Nice work!  You definitely made "metal scream"!

How about a vid of it in action?  Please!


----------



## Ed. (Dec 18, 2013)

Thanks guy's, I was hoping to have it finished this week but have to put it on hold for the moment.  I put  an advert on the web looking for some tree trunks locally, I got a reply from a guy who said I can have a small tree that he cut down and wanted removed, well I went down to his property and turns out that small tree was a lemon gum tree about 20m long and so I have to rip the tree trunk length ways just so I can manage to get the trunk halves on the trailer, I can only put on 3 halves before my trailers load limit is reached, (and even then it is probably way over).  That timber is heavy, even as a half log I cannot lift an end up without a large bar. Just as well I put a winch on the front of the trailer and drag the logs up a ramp, otherwise I would not even be able to get them up on to it. He also has some Ironbark to go, a smaller piece of about 1.5mt long and also the remainder of a  trunk that is about  1.4m in diameter, the trunk has the center rotted out, but should be able to get a nice slab from the sides. I wonder how many times I will have to sharpen the chainsaw to do it though? The ironbark is about 1.5 times heavier and tougher than the Lemon Gum so should be interesting.

Pics of it in operation will have to wait for a while. My dust hoses have arrived so in the next couple of weeks I will start back on it and finish off the dust/blade covers, probably just after the new year as I would like to slab this timber before then. The plan is to slab them 100mm thick and then use the table saw to rip them up into 100mm x 35mm or 100mm x 100mm (more or less), that way I can rip them further if I require smaller dimensions and will be quicker using the table saw than by using the Alaskan mill, plus it will dry faster.

Cheers

Ed.


----------



## Ed. (Dec 19, 2013)

Well, I have spent the last 2 days chain sawing in 30C heat and high humidity so I am going to give it a break till after X'mas, got most of the logs that I  wanted ripped  in half, which still leaves about another 7-8m left of the tree but I think I have enough to last me for a while, I will probably cut some rounds to take home for my wood lathe and will cut the rest for him into firewood sized round pieces as he has a smaller saw. Started to rip the Ironbark today, did the smaller log but will have to think about the big piece of trunk as it is odd shaped and the centre has rotted out. My chain bar is only 28" on the Husky so if I do try to take a piece of it, it will have to be cut from both sides.

[Stored items]
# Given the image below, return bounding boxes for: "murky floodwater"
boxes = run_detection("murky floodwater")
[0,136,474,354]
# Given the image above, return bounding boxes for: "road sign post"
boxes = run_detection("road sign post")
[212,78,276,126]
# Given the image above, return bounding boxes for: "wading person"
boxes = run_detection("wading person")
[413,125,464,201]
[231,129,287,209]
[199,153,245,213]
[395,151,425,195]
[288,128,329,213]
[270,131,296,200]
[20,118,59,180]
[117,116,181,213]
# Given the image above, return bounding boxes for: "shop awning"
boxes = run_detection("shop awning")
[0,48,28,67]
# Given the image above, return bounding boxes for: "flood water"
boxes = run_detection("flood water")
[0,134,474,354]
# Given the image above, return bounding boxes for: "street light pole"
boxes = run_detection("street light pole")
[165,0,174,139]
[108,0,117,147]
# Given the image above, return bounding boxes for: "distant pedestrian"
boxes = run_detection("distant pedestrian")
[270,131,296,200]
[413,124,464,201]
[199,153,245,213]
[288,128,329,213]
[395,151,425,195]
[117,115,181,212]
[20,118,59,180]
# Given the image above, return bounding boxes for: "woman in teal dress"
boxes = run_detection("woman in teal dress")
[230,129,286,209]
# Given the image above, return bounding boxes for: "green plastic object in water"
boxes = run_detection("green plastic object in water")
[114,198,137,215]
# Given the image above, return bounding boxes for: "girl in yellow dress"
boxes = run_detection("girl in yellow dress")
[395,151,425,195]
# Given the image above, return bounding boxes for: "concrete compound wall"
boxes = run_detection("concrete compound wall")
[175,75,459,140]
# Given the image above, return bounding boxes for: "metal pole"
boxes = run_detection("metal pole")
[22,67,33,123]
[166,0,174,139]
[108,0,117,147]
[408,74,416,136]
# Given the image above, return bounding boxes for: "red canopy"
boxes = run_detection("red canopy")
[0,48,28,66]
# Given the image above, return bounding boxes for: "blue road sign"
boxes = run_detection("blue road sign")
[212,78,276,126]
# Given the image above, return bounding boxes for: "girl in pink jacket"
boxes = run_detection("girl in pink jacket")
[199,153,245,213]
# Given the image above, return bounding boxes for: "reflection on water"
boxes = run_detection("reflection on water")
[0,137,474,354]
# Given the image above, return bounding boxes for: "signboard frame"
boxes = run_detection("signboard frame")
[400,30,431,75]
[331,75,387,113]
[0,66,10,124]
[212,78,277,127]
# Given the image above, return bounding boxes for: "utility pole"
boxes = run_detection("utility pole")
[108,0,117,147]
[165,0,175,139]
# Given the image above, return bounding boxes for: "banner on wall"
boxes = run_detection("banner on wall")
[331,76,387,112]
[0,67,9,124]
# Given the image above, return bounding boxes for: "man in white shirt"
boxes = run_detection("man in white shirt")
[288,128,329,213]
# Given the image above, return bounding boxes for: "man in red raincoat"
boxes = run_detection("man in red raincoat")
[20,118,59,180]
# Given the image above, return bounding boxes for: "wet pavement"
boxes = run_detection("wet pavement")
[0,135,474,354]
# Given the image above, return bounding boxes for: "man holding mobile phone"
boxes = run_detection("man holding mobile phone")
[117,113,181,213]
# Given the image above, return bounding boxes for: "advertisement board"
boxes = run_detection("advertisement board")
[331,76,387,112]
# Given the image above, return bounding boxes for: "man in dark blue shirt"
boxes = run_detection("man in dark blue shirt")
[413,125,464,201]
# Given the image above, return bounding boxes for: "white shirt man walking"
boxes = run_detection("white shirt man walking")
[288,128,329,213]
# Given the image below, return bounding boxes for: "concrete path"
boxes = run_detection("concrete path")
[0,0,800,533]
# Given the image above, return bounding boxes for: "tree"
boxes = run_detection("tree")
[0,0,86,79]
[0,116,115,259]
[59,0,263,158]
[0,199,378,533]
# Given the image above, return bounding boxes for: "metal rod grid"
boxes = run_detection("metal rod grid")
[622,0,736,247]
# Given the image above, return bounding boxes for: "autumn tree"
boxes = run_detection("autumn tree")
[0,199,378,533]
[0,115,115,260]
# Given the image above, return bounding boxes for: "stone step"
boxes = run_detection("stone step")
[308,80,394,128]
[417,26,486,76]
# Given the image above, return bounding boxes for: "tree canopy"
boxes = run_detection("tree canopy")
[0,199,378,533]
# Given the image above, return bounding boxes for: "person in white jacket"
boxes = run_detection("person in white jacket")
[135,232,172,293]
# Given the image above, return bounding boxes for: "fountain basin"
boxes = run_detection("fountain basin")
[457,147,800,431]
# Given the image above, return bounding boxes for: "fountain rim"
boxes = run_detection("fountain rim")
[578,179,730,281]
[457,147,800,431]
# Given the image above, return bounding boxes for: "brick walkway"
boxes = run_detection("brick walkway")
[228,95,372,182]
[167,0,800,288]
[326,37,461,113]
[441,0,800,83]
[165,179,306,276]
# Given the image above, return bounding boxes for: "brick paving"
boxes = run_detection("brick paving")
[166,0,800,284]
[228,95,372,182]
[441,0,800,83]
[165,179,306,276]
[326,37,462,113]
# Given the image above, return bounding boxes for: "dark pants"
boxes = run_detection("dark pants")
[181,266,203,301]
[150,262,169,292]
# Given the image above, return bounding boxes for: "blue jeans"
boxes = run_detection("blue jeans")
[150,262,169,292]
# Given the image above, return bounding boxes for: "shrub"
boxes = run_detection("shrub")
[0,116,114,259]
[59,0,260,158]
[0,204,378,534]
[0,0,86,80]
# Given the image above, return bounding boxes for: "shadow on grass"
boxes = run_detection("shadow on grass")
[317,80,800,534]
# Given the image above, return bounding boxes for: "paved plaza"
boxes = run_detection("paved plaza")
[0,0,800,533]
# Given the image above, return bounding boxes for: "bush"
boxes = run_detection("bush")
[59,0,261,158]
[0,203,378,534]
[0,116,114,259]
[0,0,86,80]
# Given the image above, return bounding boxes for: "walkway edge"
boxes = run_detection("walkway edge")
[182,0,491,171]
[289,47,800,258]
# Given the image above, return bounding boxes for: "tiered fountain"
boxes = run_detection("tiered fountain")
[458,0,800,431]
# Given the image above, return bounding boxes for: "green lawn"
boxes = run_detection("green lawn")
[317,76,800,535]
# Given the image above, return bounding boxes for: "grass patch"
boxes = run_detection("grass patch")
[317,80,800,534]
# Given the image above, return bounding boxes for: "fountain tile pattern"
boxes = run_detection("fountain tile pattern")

■ Work to complete
Please decide whether each statement agrees with the forum thread above, giving yes or no and quoting the words of the thread that settle it. (a) The lemon gum tree was about 20m long. (b) Ed. plans to slab the logs 50mm thick. (c) The chain bar on the Husky is 28".

■ Response
(a) Yes: "that small tree was a lemon gum tree about 20m long"
(b) No: "The plan is to slab them 100mm thick"
(c) Yes: "My chain bar is only 28" on the Husky"